*** Opening EXERCISE MATERIAL ***

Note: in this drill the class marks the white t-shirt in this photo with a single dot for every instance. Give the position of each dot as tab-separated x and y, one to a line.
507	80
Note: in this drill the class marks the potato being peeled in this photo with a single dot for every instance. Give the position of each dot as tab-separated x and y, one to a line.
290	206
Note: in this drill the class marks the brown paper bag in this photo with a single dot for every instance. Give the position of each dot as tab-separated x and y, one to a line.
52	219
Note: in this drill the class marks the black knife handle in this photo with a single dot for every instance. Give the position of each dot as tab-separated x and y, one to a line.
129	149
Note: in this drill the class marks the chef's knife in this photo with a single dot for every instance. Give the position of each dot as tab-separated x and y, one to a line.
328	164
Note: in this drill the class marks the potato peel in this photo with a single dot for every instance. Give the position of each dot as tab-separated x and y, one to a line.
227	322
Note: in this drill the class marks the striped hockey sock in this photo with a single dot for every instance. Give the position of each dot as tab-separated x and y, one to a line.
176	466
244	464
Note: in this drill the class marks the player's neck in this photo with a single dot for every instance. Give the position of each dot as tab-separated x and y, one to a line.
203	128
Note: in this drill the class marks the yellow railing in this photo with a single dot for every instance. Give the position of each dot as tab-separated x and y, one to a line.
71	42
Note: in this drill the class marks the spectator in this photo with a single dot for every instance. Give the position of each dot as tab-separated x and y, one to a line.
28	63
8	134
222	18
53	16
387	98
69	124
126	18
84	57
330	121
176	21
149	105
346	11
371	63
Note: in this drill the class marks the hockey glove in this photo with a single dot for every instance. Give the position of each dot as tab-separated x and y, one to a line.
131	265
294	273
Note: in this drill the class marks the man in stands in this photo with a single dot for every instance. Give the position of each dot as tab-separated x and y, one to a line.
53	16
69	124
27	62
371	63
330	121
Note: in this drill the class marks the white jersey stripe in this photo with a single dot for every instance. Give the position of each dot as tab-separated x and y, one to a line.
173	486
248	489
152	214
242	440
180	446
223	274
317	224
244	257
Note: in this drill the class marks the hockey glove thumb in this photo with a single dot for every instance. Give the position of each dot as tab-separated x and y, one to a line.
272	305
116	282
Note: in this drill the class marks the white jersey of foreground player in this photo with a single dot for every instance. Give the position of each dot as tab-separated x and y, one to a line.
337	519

*** Closing EXERCISE MATERIAL ***

Without leaving anything out, give the entries again exactly.

*RESPONSE AREA*.
Note: in this drill the class marks the white t-shirt in this photo with a single dot for every instance. Give the position of each dot as tab-separated x and y, one to a line.
507	80
Note: in this drill the class marks the potato being peeled in this photo with a single dot for every instance. Give the position of each dot as tab-separated x and y, one to a line.
290	206
Note: in this drill the class marks the brown paper bag in this photo with a single dot for every instance. Give the position of each dot as tab-separated x and y, one to a line.
52	219
Note: in this drill the class marks the black knife handle in this photo with a single dot for every instance. Give the position of each dot as tab-separated x and y, one to a line.
129	149
Note: in this drill the class marks the chef's knife in this photo with a single dot for every instance. Give the position of each dot as tab-separated x and y, one to a line.
328	164
Note: in this drill the class marks the potato peel in this photo with a single dot for every instance. Give the position of each dot as tab-separated x and y, one to a line.
227	322
Note: in this drill the class marks the striped hockey sock in this photo with a single dot for every instance. Give the position of each dot as tab-separated x and y, one to a line.
176	466
244	464
Note: in this drill the class marks the player's neck in this photo with a single dot for every instance. Give the position of each dot as tab-separated x and y, one to a line.
203	128
Note: in this drill the class marks the yellow railing in this photo with a single dot for every instance. Give the position of each dot as tab-separated x and y, one to a line.
71	42
Note: in this drill the class marks the spectator in this photo with a single dot for every instance. Give the position of each dot as tab-separated x and y, one to a line.
28	63
8	134
222	18
53	16
387	98
69	124
126	18
84	57
330	121
176	21
149	105
346	11
371	63
Note: in this drill the class marks the hockey glove in this photo with a single dot for every instance. Give the position of each dot as tab-separated x and y, one to a line.
131	265
294	273
Note: in this drill the class marks the man in stands in this photo with a single dot for every instance. Give the position of each dot as tab-separated x and y, one to a line.
53	16
69	124
27	62
371	63
330	121
Note: in this drill the class marks the white jersey stripe in this photo with a single dot for every instance. Give the position of each dot as tab-separated x and y, one to a line.
173	486
248	489
152	214
242	440
180	446
223	274
317	224
244	257
Note: in this drill the class marks the hockey glove thumb in this photo with a single dot for every instance. Give the position of each dot as tab-separated x and y, one to a line.
272	305
116	282
Note: in this drill the class marks the white jersey of foreground player in this photo with a single dot for every instance. Give the position of each dot as tab-separated x and y, one to a line.
337	519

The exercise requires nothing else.